Write out the records word for word, from the first line through the line containing "45,0 -> 889,436", including both of those lines.

**Records shown:**

▬▬▬

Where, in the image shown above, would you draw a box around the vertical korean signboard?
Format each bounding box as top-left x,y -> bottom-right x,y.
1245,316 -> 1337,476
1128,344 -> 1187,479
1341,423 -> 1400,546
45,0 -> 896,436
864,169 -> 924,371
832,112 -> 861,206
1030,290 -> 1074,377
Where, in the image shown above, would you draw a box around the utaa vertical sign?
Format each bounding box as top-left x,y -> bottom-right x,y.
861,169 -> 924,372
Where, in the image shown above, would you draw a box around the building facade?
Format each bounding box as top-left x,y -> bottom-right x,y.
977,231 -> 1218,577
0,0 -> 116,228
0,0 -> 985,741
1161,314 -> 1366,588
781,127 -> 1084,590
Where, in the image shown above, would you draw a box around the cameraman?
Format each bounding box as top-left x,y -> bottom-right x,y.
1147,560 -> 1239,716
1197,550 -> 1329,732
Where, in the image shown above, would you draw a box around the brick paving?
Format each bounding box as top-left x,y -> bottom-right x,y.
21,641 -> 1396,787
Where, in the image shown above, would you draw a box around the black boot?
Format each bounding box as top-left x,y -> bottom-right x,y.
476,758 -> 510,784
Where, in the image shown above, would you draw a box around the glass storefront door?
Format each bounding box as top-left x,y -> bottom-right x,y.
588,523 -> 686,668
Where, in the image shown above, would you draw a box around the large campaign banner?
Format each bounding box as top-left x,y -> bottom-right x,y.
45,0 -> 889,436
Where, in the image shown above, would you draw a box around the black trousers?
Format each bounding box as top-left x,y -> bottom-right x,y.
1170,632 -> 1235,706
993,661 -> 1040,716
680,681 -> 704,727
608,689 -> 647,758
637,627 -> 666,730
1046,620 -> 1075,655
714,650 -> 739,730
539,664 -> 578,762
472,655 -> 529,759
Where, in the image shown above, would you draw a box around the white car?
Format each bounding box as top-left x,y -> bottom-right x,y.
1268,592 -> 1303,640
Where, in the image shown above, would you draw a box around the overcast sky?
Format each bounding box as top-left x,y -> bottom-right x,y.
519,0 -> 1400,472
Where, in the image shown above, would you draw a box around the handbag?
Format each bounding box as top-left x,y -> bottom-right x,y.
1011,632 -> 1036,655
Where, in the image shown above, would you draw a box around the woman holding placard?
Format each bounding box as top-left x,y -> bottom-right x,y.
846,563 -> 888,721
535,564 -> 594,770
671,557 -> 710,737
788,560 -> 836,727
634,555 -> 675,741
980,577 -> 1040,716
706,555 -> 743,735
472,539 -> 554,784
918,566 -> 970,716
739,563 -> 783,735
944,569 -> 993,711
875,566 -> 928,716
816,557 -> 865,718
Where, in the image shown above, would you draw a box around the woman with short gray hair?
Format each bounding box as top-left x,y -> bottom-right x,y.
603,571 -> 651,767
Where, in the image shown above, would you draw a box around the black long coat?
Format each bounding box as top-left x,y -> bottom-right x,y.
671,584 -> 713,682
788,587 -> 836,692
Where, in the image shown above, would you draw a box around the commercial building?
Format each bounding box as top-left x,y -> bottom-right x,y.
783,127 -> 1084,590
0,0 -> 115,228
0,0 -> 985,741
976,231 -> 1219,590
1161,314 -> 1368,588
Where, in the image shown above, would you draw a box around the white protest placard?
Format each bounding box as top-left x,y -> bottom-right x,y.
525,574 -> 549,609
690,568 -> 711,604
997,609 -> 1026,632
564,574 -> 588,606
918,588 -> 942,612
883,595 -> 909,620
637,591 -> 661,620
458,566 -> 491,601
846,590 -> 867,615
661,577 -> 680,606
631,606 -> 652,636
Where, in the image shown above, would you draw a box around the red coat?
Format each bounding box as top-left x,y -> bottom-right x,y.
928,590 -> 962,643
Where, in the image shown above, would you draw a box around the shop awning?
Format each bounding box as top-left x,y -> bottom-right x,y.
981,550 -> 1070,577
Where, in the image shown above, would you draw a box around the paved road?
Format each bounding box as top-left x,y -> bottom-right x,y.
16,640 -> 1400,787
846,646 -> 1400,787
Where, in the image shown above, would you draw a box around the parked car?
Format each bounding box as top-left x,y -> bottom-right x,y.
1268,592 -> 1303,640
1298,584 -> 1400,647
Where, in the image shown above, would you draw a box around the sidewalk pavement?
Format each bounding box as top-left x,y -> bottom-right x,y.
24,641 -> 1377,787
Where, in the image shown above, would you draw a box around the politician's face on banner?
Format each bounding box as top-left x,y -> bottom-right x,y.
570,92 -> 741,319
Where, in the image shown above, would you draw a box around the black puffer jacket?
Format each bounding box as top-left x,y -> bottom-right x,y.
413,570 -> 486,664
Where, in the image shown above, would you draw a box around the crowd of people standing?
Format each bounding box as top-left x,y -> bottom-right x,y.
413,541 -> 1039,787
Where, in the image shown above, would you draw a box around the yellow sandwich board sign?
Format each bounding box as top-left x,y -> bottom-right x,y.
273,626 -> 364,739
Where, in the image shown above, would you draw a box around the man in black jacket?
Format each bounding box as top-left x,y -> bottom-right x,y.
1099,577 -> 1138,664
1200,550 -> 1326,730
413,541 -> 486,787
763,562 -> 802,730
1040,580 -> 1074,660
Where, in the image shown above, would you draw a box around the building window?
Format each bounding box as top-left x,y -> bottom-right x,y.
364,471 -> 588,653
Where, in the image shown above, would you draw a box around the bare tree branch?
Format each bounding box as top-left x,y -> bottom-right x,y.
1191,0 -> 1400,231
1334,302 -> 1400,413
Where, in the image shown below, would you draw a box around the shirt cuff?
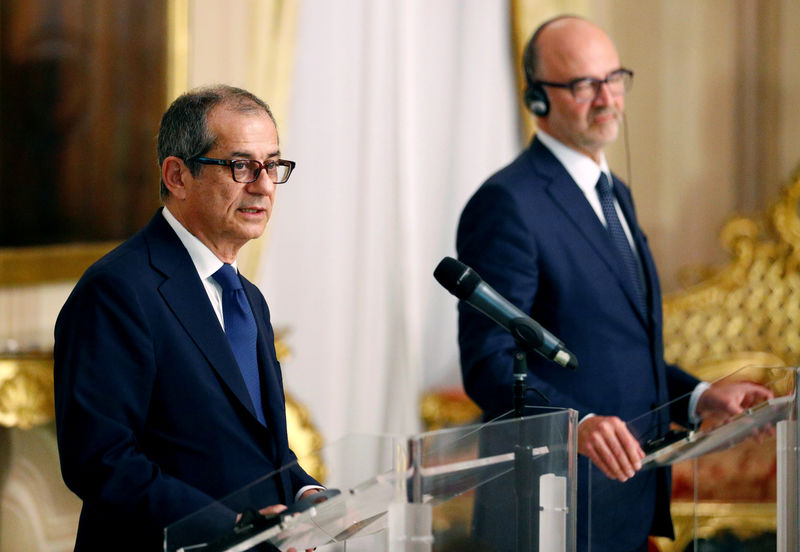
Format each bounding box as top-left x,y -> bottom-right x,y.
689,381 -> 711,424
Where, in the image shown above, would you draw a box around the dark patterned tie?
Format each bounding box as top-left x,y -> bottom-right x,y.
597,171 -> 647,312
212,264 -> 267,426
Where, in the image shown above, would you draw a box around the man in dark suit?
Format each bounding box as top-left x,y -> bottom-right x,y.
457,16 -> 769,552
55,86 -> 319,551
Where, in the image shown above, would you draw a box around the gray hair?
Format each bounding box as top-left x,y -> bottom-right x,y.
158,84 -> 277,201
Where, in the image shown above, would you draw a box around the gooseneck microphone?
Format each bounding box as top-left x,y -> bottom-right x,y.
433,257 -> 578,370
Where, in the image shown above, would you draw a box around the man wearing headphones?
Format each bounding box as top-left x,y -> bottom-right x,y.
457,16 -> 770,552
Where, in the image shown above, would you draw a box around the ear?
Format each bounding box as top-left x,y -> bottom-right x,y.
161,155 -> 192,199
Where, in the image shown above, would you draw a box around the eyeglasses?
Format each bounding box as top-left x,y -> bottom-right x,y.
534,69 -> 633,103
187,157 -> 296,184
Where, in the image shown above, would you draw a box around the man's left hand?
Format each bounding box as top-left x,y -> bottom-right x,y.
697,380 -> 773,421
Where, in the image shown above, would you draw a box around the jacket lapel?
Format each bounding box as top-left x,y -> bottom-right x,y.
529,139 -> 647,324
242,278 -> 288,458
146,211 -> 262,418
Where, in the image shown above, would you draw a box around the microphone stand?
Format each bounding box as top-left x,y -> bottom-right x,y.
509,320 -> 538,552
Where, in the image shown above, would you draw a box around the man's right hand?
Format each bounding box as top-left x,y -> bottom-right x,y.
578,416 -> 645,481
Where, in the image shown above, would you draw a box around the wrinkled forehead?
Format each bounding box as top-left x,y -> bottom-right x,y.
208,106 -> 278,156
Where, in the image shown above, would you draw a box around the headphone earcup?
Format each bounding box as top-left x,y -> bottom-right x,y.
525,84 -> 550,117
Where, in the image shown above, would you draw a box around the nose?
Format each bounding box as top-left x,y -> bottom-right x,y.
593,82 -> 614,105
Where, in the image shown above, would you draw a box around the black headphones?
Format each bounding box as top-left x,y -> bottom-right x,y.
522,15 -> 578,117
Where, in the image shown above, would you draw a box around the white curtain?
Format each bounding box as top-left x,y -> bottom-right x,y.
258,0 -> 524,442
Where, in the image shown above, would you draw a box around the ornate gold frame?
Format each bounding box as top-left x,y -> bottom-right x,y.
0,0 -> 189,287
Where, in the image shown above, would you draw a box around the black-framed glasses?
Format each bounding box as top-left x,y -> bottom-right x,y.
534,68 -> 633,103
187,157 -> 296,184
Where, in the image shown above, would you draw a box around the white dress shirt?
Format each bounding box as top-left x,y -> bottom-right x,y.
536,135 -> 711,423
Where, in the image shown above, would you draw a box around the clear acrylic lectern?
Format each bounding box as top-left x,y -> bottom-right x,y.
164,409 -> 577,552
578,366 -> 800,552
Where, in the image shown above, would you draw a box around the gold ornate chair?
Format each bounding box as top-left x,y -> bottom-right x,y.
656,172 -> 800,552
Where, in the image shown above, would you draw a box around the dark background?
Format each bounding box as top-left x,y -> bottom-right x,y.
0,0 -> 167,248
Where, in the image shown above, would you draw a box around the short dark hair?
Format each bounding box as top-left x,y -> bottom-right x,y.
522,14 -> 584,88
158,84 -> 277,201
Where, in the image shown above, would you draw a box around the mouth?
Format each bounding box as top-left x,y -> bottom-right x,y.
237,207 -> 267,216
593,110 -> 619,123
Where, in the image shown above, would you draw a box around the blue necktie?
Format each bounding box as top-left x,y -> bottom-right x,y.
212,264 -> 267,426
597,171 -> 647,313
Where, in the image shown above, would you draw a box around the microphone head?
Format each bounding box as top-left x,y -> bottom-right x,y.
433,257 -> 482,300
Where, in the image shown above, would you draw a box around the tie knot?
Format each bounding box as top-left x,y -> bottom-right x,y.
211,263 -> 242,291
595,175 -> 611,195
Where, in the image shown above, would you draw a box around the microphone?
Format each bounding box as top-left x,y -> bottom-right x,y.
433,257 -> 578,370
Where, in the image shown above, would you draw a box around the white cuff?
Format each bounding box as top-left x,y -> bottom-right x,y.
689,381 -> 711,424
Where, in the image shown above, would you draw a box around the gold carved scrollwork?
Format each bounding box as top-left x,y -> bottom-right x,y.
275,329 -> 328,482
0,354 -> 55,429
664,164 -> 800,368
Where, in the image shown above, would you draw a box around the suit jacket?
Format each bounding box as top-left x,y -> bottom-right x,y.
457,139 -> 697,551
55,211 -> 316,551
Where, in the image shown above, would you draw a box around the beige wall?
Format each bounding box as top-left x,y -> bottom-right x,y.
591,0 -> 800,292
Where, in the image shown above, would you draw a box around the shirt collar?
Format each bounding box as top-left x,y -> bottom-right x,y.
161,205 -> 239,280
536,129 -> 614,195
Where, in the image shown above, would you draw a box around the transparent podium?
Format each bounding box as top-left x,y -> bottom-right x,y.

▬▬▬

**Right answer:**
Where, in the image shown above, would you draw a box around the vertical korean signboard?
Format each bounding box as top-left x,y -> bottom-right x,y.
1245,316 -> 1337,476
1128,344 -> 1187,479
1341,423 -> 1400,546
45,0 -> 896,436
864,169 -> 924,371
832,112 -> 861,206
1030,290 -> 1074,377
Where, in the image shown above, would you draw a box around the utaa vertical sign?
Format each bounding box as top-left x,y -> bottom-right x,y.
861,169 -> 924,372
Where, in the image shown above, would you draw a box around the building facade?
Format each bounding box as top-left x,y -> bottom-right x,y.
977,231 -> 1218,577
0,0 -> 116,228
0,0 -> 985,741
1161,314 -> 1366,588
781,127 -> 1084,590
Where, in the image shown above, would you draw a box around the cameraman?
Format each bounding box as top-left x,y -> bottom-right x,y.
1147,560 -> 1239,716
1197,550 -> 1329,732
Where, in the image shown above, would you draw a box around the brick paving?
Format each bounding box as top-left x,y -> bottom-right x,y.
21,641 -> 1396,787
Where, in the image shown above, would you draw a box around the black boot?
Format each bounding box as top-left x,y -> bottom-right x,y.
476,758 -> 510,784
Where, in the image shown above, would you draw a box around the glass storefront door?
Format each bounding box as top-left x,y -> bottom-right x,y.
588,523 -> 686,668
Where, in the image shown above, would you draw a box around the large campaign banner?
Format each bounding box as top-left x,y -> bottom-right x,y.
45,0 -> 889,436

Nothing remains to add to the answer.